**PAGE TEXT:**
((

Jennifer Nixon (’11) sees both sides of the transplant process. There’s the before — a worry-filled waiting game for word of donation. And then there’s the after, where patients emerge with a whole new lease on life.
“I see these patients super sick in the hospital, and then I see them six months after the surgery when they’ve just gotten back from their daughter’s wedding or the birth of a grandchild,” says Nixon, who for the past five years has worked as a transplant social worker at UT Southwestern, where she works with heart and kidney transplant patients, as well as living kidney donors. “You get to see what you do turn out so beautiful.”
Social workers are a crucial part of a transplant team, and have specialized knowledge in the financial, education and support needs of patients. A large part of Nixon’s job involves connecting recipients and donors with resources and information about support services, including the National Living Donor Assistance Center, which can cover costs associated with travel or lodging for those who live far from their donation site, as well as benefits for lost wages and dependent care during the recovery process.

))

**AVAILABLE DATA:**
((

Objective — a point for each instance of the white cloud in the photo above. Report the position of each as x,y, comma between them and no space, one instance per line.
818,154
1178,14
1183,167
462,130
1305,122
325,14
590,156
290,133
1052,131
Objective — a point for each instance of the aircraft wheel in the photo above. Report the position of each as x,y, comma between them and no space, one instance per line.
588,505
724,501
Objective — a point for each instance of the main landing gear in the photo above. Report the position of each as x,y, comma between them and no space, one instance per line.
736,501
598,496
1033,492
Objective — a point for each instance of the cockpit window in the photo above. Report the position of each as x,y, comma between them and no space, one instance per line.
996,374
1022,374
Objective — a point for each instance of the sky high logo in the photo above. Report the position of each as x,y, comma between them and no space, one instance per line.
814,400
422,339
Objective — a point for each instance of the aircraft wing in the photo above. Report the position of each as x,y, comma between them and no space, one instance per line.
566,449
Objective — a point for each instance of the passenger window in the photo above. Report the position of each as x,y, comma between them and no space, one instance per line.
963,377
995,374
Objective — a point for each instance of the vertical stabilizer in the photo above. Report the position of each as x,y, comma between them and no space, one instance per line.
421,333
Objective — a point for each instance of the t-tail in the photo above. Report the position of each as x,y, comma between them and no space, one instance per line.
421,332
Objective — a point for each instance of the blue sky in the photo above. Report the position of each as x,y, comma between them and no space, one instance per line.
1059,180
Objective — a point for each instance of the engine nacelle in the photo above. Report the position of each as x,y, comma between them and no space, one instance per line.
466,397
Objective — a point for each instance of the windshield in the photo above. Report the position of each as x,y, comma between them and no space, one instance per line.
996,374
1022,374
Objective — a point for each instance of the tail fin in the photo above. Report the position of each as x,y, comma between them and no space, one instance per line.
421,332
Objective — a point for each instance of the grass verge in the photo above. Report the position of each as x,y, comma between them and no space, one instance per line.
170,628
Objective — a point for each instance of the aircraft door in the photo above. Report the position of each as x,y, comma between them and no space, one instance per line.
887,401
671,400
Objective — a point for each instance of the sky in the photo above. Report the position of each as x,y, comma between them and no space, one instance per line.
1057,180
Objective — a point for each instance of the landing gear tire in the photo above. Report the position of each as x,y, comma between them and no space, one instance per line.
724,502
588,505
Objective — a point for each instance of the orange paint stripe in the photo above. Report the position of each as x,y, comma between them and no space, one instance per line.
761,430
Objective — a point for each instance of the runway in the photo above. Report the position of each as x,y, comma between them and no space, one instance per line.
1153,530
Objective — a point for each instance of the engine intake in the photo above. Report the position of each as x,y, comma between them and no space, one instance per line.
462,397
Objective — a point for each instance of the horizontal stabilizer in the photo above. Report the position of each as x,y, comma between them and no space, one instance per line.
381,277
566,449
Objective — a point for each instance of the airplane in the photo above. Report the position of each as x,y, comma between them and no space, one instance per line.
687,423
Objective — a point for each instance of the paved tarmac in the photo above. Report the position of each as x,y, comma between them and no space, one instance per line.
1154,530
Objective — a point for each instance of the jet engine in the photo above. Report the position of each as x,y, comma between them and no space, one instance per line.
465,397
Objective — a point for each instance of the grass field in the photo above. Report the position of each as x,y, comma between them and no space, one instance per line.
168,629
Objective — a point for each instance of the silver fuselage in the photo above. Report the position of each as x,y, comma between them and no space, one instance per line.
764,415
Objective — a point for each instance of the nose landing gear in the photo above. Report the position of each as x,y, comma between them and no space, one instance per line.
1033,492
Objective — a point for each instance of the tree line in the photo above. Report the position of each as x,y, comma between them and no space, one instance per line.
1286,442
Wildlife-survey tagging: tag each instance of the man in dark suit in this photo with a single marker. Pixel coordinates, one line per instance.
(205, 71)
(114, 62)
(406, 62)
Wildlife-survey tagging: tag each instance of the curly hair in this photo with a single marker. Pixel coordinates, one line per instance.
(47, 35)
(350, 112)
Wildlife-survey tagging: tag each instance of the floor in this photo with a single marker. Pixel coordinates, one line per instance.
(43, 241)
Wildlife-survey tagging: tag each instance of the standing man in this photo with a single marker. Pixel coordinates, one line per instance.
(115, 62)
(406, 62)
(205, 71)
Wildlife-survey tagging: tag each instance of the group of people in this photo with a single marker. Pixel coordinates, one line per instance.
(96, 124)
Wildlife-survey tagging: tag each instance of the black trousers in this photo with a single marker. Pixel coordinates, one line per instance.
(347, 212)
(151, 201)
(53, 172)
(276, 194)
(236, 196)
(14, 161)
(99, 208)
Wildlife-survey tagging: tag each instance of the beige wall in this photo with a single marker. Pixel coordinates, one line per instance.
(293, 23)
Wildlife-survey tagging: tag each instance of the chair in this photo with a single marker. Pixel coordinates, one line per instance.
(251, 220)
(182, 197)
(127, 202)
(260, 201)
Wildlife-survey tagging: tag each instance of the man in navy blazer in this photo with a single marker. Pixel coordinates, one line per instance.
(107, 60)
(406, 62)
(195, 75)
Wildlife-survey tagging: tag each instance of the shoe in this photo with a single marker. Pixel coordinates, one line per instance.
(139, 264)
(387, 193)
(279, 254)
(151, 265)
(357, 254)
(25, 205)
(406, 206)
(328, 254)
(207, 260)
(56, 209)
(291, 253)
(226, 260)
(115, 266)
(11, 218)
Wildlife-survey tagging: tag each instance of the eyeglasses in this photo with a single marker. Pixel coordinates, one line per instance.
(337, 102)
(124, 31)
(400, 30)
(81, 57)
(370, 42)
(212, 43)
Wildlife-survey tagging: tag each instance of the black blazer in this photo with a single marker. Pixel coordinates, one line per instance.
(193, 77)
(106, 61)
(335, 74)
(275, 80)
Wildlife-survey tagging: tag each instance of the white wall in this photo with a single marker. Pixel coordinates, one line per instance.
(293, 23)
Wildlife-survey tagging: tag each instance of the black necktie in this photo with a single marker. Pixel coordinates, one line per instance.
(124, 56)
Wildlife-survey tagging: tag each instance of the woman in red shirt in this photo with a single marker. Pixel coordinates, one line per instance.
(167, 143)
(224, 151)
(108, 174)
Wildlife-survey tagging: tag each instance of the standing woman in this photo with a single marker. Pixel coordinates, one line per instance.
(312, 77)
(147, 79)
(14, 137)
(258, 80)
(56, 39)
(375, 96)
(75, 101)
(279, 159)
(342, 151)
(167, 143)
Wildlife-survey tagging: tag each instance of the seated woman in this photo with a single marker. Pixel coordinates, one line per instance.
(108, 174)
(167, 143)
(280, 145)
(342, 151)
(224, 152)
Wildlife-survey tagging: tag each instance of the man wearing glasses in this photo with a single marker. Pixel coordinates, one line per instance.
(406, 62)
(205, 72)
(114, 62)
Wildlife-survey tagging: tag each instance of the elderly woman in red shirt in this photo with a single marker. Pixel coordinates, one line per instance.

))

**REQUIRED ACTION 1:** From the profile of Jennifer Nixon, list each cost or need that the text says the National Living Donor Assistance Center can cover.
**REQUIRED ACTION 2:** Print the part of the profile of Jennifer Nixon between "Jennifer Nixon (’11)" and "lease on life.", inclusive.
**REQUIRED ACTION 3:** Proceed with the profile of Jennifer Nixon from where it stops.

**OUTPUT 1:**
- Travel
- Lodging
- Lost wages
- Dependent care during the recovery process

**OUTPUT 2:**
Jennifer Nixon (’11) sees both sides of the transplant process. There’s the before — a worry-filled waiting game for word of donation. And then there’s the after, where patients emerge with a whole new lease on life.

**OUTPUT 3:**
• The National Kidney Foundation provides a list of helpful resources for living donors and recipients, as well as up-to-date medical and research information.
• The National Living Donor Assistance Center aims to reduce the financial disincentives to living organ donation.
• The United Network for Organ Sharing explains the donation process and offers data, news and perspective on policy surrounding transplantation.
• The Southwest Transplant Alliance, which is part of a nationwide network of agencies that are responsible for coordinating the recovery and allocation of organs and tissues within its federally designated service area.
• The American Society for Transplantation provides a list of resources for transplant patients.
• UT Southwestern Medical Center’s transplant page includes information about conditions and treatments, statistics, locations and more.
She also connects transplant recipients with pharmaceutical programs to help them afford medications — many patients are on a fixed income, disability or Medicare, so their co-pays may otherwise be unaffordable.
“I want donors and recipients to know there is assistance out there,” says Nixon, who in her job also assesses if patients have any psychosocial barriers to success.
It’s important, she says, that recipients and donors have stable housing, people to support them during the recovery period, and access to long-term health care and medication. Additionally, mental and physical health history, including substance use history, are important factors.
“If we identify anything that might get in the way of one’s ability to take care of an organ, we help make those referrals,” Nixon says. “We always want to help someone be successful if they were to give or receive an organ.”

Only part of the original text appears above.